* Short task
Return each entry exactly, omitting nothing.
══════
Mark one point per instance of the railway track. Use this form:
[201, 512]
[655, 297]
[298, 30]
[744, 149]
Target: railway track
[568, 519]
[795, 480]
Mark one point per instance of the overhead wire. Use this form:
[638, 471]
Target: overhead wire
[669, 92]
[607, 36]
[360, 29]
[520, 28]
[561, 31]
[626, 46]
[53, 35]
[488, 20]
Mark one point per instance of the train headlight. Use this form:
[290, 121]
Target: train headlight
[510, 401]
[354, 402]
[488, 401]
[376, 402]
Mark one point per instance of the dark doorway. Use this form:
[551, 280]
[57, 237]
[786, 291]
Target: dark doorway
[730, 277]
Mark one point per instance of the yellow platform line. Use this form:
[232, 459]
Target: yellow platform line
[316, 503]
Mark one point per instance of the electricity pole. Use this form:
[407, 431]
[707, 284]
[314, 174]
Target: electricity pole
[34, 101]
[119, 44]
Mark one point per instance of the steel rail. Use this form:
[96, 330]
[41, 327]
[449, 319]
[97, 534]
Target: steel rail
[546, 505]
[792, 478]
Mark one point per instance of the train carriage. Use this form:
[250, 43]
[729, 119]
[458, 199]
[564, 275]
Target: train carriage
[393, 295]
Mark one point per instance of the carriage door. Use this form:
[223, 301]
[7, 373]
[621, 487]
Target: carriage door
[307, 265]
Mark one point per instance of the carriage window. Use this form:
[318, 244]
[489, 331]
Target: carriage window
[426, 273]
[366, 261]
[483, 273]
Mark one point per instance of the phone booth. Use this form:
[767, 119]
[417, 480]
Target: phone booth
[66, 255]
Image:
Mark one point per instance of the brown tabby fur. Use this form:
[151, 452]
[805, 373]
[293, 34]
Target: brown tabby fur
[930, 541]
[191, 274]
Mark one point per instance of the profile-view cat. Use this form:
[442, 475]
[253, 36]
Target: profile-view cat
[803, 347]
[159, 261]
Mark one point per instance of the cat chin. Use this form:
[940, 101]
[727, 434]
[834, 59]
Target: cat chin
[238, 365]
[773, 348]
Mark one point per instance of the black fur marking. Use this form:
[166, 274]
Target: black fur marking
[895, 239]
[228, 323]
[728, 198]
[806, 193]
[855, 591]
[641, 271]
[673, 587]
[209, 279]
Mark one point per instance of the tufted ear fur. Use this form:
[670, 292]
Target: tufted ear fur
══════
* Solution
Mark one point per instance of the railway track. Use this form:
[201, 512]
[655, 297]
[298, 30]
[744, 149]
Target: railway track
[568, 519]
[795, 480]
Mark one point per instance of the overhead wire. Use this form:
[638, 471]
Target: overhead wire
[669, 92]
[607, 36]
[360, 29]
[520, 28]
[561, 31]
[626, 46]
[53, 35]
[488, 20]
Mark one point per instance of the train headlight. Use this form:
[290, 121]
Target: train headlight
[510, 401]
[354, 402]
[488, 401]
[376, 402]
Mark one point per instance of the dark doorway. Use this form:
[551, 280]
[57, 237]
[786, 291]
Target: dark doorway
[730, 277]
Mark one point per instance of the yellow platform line. Use this form:
[232, 459]
Target: yellow platform line
[316, 503]
Mark one point per instance of the electricity pole. Use this form:
[407, 431]
[707, 284]
[314, 174]
Target: electricity pole
[34, 101]
[119, 44]
Mark one point per instance of the steel rail. Use this form:
[96, 330]
[41, 327]
[449, 319]
[97, 534]
Target: steel rail
[546, 505]
[792, 478]
Mark one point per instance of the train carriage. Use this form:
[250, 43]
[729, 119]
[458, 199]
[564, 275]
Target: train carriage
[393, 295]
Mark one point per instance of the carriage door. Use this form:
[223, 301]
[7, 373]
[621, 487]
Target: carriage door
[307, 265]
Mark one point per instance of the carriage window. Use this form:
[318, 244]
[489, 331]
Target: carriage window
[426, 273]
[366, 261]
[483, 273]
Mark one point per instance of the phone booth. Use this form:
[767, 119]
[417, 480]
Target: phone booth
[66, 255]
Image:
Mark one point per instance of the brown tabby fur. Use this form:
[151, 452]
[805, 373]
[293, 34]
Target: brown tabby fur
[930, 541]
[191, 274]
Mark one point per instance of the profile-view cat. Use this form:
[442, 475]
[253, 36]
Target: profile-view cat
[803, 347]
[159, 261]
Mark one point per instance of the cat chin. Use this form:
[940, 101]
[727, 434]
[834, 59]
Target: cat chin
[238, 365]
[773, 348]
Mark one point per instance of the black fur marking. Use this form:
[166, 274]
Target: black fur marking
[895, 239]
[228, 323]
[728, 198]
[806, 193]
[855, 591]
[641, 271]
[673, 587]
[209, 279]
Mark one point per instance of the tufted ear fur. Use this form:
[670, 292]
Target: tufted ear fur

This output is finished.